CONSIGNE 1: D'après l'extrait cité, à qui la phrase selon laquelle le monde n'avait ni valeur ni sens avant le don du Cantique des Cantiques à Israël est-elle attribuée ?
CONSIGNE 2: Recopiez l'extrait cité entre « Passage par le » et « hahaba en hébreu). », ces deux bornes comprises.
CONSIGNE 3: Indiquez si chacune des affirmations suivantes concorde avec l'extrait cité, en répondant par oui ou par non et en citant les mots du texte qui en décident : (a) Joseph est vendu par ses frères ; (b) le mot hébreu rendu par agapè dans la Bible grecque est eros ; (c) le Cantique des Cantiques est présenté comme un chant d'amour.

Ce livre, la Genèse, se termine par cette formule : “vous aviez pensé me faire du mal, Dieu l’a pensé en bien” (Gn 50, 20). Terme du récit de la création, passant par la souffrance portée ici par Joseph vendu par ses frères. Méchanceté inhérente au devenir, d’où est sorti un monde dont la bonté est cachée dans la pensée de Dieu… Révélation de la formule que relit 1 Jn 4, 8 et 16, voyant dans la souffrance de Jésus quelque chose de l’ordre de celle de Joseph: “Dieu est (mystérieusement) amour”.
Passage par le Cantique des Cantiques : “Le monde n’avait ni valeur ni sens avant que le Cantique des Cantiques fût donné à Israël” (Rabbi Aquiba), mystérieux chant d’amour qui transfigure le désir créateur (procréateur) en rêve de gratuité, désir physique éventuellement destructeur (eros) transfiguré en agapè (selon la traduction par la Bible grecque d'amour, hahaba en hébreu).

LISTE DES ITEMS:
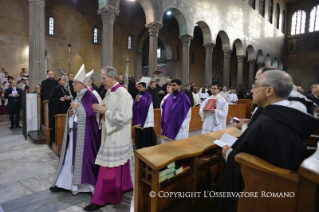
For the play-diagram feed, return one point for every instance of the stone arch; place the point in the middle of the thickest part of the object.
(260, 56)
(281, 66)
(180, 17)
(207, 35)
(268, 60)
(275, 62)
(225, 40)
(146, 5)
(250, 53)
(170, 47)
(239, 47)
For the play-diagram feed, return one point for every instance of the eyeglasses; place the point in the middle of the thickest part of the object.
(254, 86)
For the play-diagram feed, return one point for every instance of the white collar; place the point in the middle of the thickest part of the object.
(282, 103)
(114, 85)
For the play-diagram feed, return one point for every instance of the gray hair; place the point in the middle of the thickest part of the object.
(281, 81)
(111, 71)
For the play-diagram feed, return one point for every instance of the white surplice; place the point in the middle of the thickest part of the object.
(214, 121)
(233, 98)
(116, 140)
(149, 121)
(65, 179)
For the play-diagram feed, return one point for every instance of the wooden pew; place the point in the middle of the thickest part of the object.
(263, 177)
(249, 106)
(149, 161)
(46, 130)
(238, 111)
(59, 132)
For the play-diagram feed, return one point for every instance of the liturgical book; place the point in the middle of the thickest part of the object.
(226, 139)
(211, 104)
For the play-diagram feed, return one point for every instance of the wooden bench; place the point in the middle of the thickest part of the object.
(46, 130)
(149, 161)
(300, 188)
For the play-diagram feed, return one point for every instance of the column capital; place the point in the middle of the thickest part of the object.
(186, 40)
(240, 58)
(153, 28)
(39, 1)
(251, 62)
(138, 53)
(209, 47)
(227, 52)
(108, 14)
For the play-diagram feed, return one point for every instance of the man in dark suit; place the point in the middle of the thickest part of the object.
(14, 95)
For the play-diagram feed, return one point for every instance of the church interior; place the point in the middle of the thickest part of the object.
(201, 41)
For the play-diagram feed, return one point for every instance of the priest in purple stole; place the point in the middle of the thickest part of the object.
(76, 170)
(143, 118)
(176, 114)
(116, 149)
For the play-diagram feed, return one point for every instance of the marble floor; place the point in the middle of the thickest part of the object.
(26, 173)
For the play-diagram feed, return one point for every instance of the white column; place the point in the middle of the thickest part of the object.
(226, 67)
(153, 29)
(170, 68)
(208, 63)
(251, 73)
(186, 41)
(260, 65)
(108, 15)
(240, 69)
(138, 66)
(36, 42)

CORRIGÉ DÉTAILLÉ 1: À Rabbi Aquiba.

CORRIGÉ DÉTAILLÉ 2:
Passage par le Cantique des Cantiques : “Le monde n’avait ni valeur ni sens avant que le Cantique des Cantiques fût donné à Israël” (Rabbi Aquiba), mystérieux chant d’amour qui transfigure le désir créateur (procréateur) en rêve de gratuité, désir physique éventuellement destructeur (eros) transfiguré en agapè (selon la traduction par la Bible grecque d'amour, hahaba en hébreu).

CORRIGÉ DÉTAILLÉ 3:
(a) Oui : « Joseph vendu par ses frères ».
(b) Non : « selon la traduction par la Bible grecque d'amour, hahaba en hébreu ».
(c) Oui : « mystérieux chant d’amour ».